6 – Mostram-se, pois, verificados os pressupostos processuais comuns de legitimidade e de tempestividade – artigos 437.º, n.º 5, e 438.º, n.º 1, do C.P.P.

     7 – O mesmo não se poderá dizer dos pressupostos substantivos. (...)

Na situação vertente, o Tribunal da Relação de Évora, no acórdão de 25 de Março de 2010 proferido no processo n.º 1345/99.6PCSTB-A.E1, transitado em julgado em 29.04.2010 (acórdão fundamento), decidiu que antes da conversão da multa em prisão subsidiária se impõe ouvir o condenado para explicitação das razões do não pagamento voluntário da multa e só depois, se for caso disso, proceder a tal conversão.

Já a decisão firmada no acórdão recorrido foi a de ser necessária a audição prévia e pessoal do condenado para aquilatar do motivo ou motivos que o impediram de pagar a multa em que foi condenado.

Constata-se, assim, que coincidindo embora, as decisões em apreço, na necessidade de se proceder à audição prévia do condenado quando se coloque a questão da conversão da pena de multa em prisão subsidiária, as mesmas não divergem propriamente sobre a forma dessa audição, que é o que está verdadeiramente em causa no recurso, porquanto no acórdão fundamento não se definiu expressamente o modo de assim se proceder, o que resulta exigível, atenta a natureza do recurso extraordinário em presença, pelo que, e salvo melhor opinião, a decisão contida no acórdão recorrido, a exigir a audição pessoal do condenado, não se lhe opõe.»

--

- _Exercício proposto_
Dê continuidade ao excerto do acórdão sobre a audição do condenado antes da conversão da multa em prisão subsidiária, começando logo após a última frase.

- _Linhas apresentadas_

--

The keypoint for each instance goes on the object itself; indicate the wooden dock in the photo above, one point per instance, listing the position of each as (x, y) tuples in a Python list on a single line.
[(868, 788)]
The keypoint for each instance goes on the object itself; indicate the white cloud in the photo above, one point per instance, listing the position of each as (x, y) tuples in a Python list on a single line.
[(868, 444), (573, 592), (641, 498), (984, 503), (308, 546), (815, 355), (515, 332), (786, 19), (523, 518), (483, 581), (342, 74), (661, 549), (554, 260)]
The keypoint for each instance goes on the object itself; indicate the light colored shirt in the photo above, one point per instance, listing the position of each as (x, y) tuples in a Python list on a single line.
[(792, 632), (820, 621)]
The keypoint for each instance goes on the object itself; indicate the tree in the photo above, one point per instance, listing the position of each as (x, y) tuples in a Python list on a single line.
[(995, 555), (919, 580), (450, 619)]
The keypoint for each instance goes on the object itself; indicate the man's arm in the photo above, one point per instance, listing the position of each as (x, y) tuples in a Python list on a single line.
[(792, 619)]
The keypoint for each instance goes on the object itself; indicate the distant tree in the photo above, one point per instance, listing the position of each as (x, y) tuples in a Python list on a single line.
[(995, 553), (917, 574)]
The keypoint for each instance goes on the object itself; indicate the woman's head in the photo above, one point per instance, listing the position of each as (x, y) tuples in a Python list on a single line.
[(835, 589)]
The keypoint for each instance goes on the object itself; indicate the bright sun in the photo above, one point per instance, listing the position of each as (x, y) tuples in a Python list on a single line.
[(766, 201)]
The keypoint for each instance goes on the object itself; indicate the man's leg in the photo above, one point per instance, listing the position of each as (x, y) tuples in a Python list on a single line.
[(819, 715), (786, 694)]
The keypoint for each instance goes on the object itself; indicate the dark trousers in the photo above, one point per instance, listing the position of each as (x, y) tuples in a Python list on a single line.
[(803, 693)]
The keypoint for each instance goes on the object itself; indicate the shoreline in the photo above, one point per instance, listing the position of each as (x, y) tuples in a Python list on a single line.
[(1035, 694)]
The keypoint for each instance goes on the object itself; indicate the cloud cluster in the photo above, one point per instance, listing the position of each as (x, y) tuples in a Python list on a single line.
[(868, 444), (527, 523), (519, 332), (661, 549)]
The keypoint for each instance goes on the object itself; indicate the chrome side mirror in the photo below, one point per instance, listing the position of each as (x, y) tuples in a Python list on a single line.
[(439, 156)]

--

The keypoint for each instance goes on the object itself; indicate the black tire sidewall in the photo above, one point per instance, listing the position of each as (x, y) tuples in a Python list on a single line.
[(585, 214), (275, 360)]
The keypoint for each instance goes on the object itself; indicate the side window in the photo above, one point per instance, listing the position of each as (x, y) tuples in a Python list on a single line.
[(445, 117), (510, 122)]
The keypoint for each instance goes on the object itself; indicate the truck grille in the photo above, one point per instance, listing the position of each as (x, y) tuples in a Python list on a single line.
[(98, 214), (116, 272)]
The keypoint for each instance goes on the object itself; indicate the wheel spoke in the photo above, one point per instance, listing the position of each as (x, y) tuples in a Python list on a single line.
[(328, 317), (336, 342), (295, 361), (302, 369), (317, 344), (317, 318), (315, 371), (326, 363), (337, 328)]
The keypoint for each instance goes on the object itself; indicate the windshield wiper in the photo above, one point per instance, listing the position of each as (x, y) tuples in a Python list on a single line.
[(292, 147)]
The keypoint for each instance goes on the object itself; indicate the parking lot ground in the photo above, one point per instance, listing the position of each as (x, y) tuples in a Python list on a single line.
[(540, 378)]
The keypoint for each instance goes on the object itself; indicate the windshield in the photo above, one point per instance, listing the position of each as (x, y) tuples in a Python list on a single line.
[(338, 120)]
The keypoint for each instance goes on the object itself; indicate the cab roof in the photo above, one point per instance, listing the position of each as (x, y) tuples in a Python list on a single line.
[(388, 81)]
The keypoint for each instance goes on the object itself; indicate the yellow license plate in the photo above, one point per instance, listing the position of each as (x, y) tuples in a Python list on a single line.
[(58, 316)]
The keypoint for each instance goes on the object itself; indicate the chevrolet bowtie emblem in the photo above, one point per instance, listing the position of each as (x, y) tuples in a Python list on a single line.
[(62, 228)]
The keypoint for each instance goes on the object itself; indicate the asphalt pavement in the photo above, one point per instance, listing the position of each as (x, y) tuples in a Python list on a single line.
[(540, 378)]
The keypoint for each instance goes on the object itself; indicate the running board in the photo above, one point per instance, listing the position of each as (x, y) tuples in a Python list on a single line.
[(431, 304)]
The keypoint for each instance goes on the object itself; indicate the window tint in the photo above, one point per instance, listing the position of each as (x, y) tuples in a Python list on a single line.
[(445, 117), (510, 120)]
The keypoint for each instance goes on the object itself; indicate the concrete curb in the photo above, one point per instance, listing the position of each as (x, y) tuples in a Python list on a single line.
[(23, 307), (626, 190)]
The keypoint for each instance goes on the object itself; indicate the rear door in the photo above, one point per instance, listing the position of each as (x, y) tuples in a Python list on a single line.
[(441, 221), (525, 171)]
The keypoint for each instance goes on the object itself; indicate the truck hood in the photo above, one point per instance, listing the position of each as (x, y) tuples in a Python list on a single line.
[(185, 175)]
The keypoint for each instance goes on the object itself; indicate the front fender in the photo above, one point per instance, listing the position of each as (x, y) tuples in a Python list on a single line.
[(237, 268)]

--

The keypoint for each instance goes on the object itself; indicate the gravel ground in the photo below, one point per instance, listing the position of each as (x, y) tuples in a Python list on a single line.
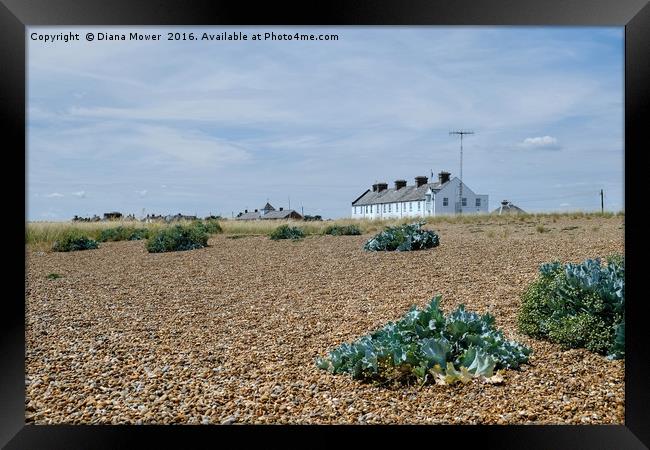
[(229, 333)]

--

- _Resultado da tarefa_
5. Notificado o recorrido AA deste parecer (nos termos do art. 417.º, n.º 2, ex vi art. 448.º, do CPP), veio apresentar resposta aderindo ao parecer do Senhor Procurador-Geral Adjunto.

6. No exame preliminar a que se refere o art. 440.º, n.º 1 do CPP, entendeu-se que o recurso fora tempestivamente interposto por quem tinha legitimidade, considerando-se que não se mostram preenchidos os requisitos para o prosseguimento do recurso, nomeadamente, a necessária oposição de julgados.

7. Colhidos os “vistos” e vindo o processo a conferência, nos termos do art. 440.º, n.º 4, do CPP, cabe agora decidir.

II Fundamentação

1. Nos termos do art. 437.º do CPP, são pressupostos da interposição do recurso para fixação de jurisprudência que:

i) os dois acórdãos em conflito do Supremo Tribunal de Justiça ou da Relação sejam proferidos no âmbito da mesma legislação, isto é, “quando, durante o intervalo da sua prolação, não tiver ocorrido modificação legislativa que interfira, direta ou indiretamente, na resolução da questão de direito controvertida” (n.º 3 do preceito citado);

ii) os dois acórdãos em conflito prolatados no Supremo Tribunal de Justiça ou na Relação se refiram à mesma questão de direito;

iii) haja entre os dois acórdãos em conflito “soluções opostas” (n.º 1 do art. 437.º do CP).

Para que a interposição de recurso seja aceite é ainda necessário que:

iv) o recorrente identifique “o acórdão [fundamento] com o qual o acórdão recorrido se encontre em oposição”, bem como, no caso de aquele estar publicado, o lugar da publicação (art. 438.º, n.º 1 do CPP);

v) haja trânsito em julgado dos dois acórdãos em conflito (art. 437.º, n.º 1 e 4 do CPP) e

vi) a interposição do recurso seja realizada no prazo de 30 dias a contar do trânsito em julgado do acórdão [recorrido] proferido em último lugar (arts. 438.º, n.º 1 do CPP).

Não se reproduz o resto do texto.